(Source extract)
18. The Applicants' objection to the amended
assessments was lodged by a firm of accountants experienced in taxation matters.
On the
first days of these proceedings, the Applicants were represented by the
principal of that firm who has legal as well as accounting
qualifications.
Neither in the Applicants' notice of objections nor in the statement of facts
and contentions prepared for the hearing
in this Tribunal is any mention made of
the receipt of monies from an uncle in Lebanon.
19. Later in his
cross-examination, on being questioned by me, Mr Bey twice emphatically denied
that he had been asked the question
regarding the receipt of monies from
overseas. On this point I prefer the evidence of the two tax officers and the
notes made at
the time. I accept that the question was asked and that Mr Bey
replied "No". I further find that the reason he said no was that
in fact no
money had been received from an uncle in Lebanon or anywhere else.

(Prompt 1)
According to the tribunal excerpt, who lodged the Applicants' objection to the amended assessments?

(Exercise inputs)
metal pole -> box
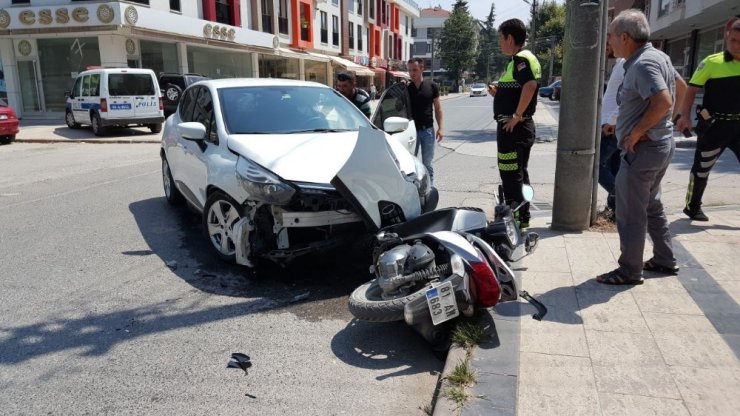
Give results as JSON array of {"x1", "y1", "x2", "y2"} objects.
[{"x1": 552, "y1": 0, "x2": 606, "y2": 231}]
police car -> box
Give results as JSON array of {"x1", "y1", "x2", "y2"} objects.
[{"x1": 64, "y1": 68, "x2": 164, "y2": 136}]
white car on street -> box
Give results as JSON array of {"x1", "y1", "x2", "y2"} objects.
[{"x1": 161, "y1": 78, "x2": 438, "y2": 267}]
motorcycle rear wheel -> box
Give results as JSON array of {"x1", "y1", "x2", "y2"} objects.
[{"x1": 349, "y1": 279, "x2": 424, "y2": 322}]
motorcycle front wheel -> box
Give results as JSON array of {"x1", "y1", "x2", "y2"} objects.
[{"x1": 349, "y1": 279, "x2": 424, "y2": 322}]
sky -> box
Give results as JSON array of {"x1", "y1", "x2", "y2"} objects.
[{"x1": 434, "y1": 0, "x2": 564, "y2": 26}]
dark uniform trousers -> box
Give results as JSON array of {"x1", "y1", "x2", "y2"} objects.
[
  {"x1": 496, "y1": 118, "x2": 535, "y2": 223},
  {"x1": 686, "y1": 118, "x2": 740, "y2": 210}
]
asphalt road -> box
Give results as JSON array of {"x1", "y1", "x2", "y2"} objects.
[{"x1": 0, "y1": 143, "x2": 444, "y2": 415}]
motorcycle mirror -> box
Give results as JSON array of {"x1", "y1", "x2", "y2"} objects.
[{"x1": 522, "y1": 184, "x2": 534, "y2": 202}]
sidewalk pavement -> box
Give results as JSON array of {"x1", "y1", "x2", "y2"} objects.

(Prompt 2)
Return the listing's lines unchanged, beginning at the line that contains "white car on street -> box" and stopping after the final line of the listing.

(Worked solution 1)
A firm of accountants experienced in taxation matters.

(Worked solution 2)
white car on street -> box
Give results as JSON array of {"x1", "y1", "x2", "y2"} objects.
[{"x1": 161, "y1": 78, "x2": 438, "y2": 267}]
motorcycle rear wheel -> box
Give results as JSON array of {"x1", "y1", "x2", "y2"} objects.
[{"x1": 349, "y1": 279, "x2": 424, "y2": 322}]
motorcycle front wheel -> box
Give results as JSON array of {"x1", "y1", "x2", "y2"} objects.
[{"x1": 349, "y1": 279, "x2": 424, "y2": 322}]
sky -> box
Give results as JSON array of {"x1", "y1", "x2", "y2"} objects.
[{"x1": 434, "y1": 0, "x2": 564, "y2": 26}]
dark uniform trousers -> box
Give results as JSON array of {"x1", "y1", "x2", "y2"} objects.
[
  {"x1": 496, "y1": 118, "x2": 535, "y2": 223},
  {"x1": 686, "y1": 118, "x2": 740, "y2": 210}
]
asphalt road -> box
Give results as JSON array of {"x1", "y1", "x2", "y2"} objects.
[{"x1": 0, "y1": 143, "x2": 444, "y2": 415}]
motorcycle mirror -> box
Give results as JSON array of {"x1", "y1", "x2", "y2"} objects.
[{"x1": 522, "y1": 184, "x2": 534, "y2": 202}]
sidewalk pavement -> box
Give results as JSON array of {"x1", "y1", "x2", "y2"} objects.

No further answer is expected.